I used the find_or_create_role() method so the create_roles() function will not raise an error or overwrite database information if a role already exists.

While I do not use permissions in my application, yet, I added them in the database just to show how they work. They need to be inside a set.

Now, when you start the application with no database, you can create the database, prepopulated with Roles, by running the Flask CLI cmmand:

(.venv) $ flask --app mfo.app database create

The application structure

The new application structure is shown below. You can see that we added the database folder to support the SQLAlchemy configuration and setup.

____________

▶ _Requirement_:
Answer from the Flask database setup text:
(a) Which method keeps the create_roles() function from raising an error or overwriting database information when a role already exists?
(b) What must permissions be placed inside?
(c) Which folder was added to support the SQLAlchemy configuration and setup?
The records play no part in this work.

____________

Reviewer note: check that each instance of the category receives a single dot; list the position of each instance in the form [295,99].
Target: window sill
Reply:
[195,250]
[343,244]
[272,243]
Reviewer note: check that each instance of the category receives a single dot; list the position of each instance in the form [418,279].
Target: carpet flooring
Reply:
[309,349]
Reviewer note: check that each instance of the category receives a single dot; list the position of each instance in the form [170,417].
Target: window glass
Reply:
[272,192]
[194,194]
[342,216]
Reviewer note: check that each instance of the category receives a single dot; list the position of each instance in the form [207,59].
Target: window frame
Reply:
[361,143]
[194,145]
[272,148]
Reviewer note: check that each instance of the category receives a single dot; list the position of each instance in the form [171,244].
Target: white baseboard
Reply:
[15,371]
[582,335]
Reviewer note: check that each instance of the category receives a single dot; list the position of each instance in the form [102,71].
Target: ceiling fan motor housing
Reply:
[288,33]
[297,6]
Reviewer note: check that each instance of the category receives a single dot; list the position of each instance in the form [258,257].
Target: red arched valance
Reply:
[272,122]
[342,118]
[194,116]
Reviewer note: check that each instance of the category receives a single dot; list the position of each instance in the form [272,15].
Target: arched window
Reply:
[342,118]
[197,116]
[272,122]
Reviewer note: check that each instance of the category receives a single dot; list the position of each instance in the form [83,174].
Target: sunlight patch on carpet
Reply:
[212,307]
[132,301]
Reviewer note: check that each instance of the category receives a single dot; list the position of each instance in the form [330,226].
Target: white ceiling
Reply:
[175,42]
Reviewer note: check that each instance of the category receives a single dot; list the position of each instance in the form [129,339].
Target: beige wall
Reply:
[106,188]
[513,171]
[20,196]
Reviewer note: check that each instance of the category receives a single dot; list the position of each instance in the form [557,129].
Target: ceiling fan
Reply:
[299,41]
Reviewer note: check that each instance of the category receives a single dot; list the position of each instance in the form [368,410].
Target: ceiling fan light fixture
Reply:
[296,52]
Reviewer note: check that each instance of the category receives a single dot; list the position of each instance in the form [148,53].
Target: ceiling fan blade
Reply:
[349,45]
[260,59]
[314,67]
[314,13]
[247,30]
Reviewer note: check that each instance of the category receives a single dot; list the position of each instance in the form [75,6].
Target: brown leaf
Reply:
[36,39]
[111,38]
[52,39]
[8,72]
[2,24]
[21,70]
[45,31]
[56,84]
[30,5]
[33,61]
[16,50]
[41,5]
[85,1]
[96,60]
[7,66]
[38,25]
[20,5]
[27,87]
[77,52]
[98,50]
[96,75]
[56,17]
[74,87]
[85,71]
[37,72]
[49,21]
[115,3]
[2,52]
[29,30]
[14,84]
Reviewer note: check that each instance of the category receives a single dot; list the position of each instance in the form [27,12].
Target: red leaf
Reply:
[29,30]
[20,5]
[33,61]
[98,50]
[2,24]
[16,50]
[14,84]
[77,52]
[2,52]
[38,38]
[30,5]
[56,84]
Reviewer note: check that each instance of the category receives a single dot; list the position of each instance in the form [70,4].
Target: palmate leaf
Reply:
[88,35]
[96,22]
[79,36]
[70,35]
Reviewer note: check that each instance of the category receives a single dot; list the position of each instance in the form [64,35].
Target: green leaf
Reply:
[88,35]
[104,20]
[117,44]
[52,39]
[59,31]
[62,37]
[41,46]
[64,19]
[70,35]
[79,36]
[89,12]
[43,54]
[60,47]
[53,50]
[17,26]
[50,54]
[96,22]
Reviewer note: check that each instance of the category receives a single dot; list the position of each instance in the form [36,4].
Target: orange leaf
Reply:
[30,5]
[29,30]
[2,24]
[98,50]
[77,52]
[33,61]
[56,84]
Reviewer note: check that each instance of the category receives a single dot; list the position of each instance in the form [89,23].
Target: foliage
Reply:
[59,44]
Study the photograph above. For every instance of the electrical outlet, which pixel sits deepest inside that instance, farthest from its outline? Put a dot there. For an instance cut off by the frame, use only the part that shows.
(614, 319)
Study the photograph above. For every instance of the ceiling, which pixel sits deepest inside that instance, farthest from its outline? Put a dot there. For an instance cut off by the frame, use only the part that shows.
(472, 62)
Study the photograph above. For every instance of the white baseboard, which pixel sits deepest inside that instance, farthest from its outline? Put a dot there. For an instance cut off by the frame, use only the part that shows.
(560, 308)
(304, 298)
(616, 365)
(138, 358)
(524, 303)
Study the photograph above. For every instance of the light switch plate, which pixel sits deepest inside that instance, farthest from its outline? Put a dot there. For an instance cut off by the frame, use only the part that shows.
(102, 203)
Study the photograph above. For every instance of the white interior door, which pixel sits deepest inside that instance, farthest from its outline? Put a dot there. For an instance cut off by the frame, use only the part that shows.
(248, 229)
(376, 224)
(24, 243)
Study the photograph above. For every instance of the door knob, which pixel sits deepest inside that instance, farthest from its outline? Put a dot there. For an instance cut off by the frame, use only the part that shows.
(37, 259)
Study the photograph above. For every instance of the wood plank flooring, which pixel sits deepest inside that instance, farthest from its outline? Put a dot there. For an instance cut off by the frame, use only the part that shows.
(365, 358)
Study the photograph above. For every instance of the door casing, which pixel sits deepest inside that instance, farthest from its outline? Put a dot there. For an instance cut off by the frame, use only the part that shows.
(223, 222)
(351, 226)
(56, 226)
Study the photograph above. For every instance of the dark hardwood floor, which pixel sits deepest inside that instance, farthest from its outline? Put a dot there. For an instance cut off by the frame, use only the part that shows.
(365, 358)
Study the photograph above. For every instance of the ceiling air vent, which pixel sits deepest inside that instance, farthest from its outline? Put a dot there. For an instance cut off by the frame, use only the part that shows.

____________

▶ _Full output_:
(a) The find_or_create_role() method.
(b) A set.
(c) The database folder.